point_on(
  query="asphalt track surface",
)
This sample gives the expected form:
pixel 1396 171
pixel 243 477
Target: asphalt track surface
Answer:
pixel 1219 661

● ● ● ●

_ЗАДАЧА:_ Измените строки выше: замените «asphalt» на «gravel» везде, где это встречается. Всё остальное оставьте без изменений.

_ОТВЕТ:_
point_on(
  query="gravel track surface",
)
This sample gives the expected form:
pixel 1396 171
pixel 243 477
Target: gravel track surface
Answer:
pixel 1219 661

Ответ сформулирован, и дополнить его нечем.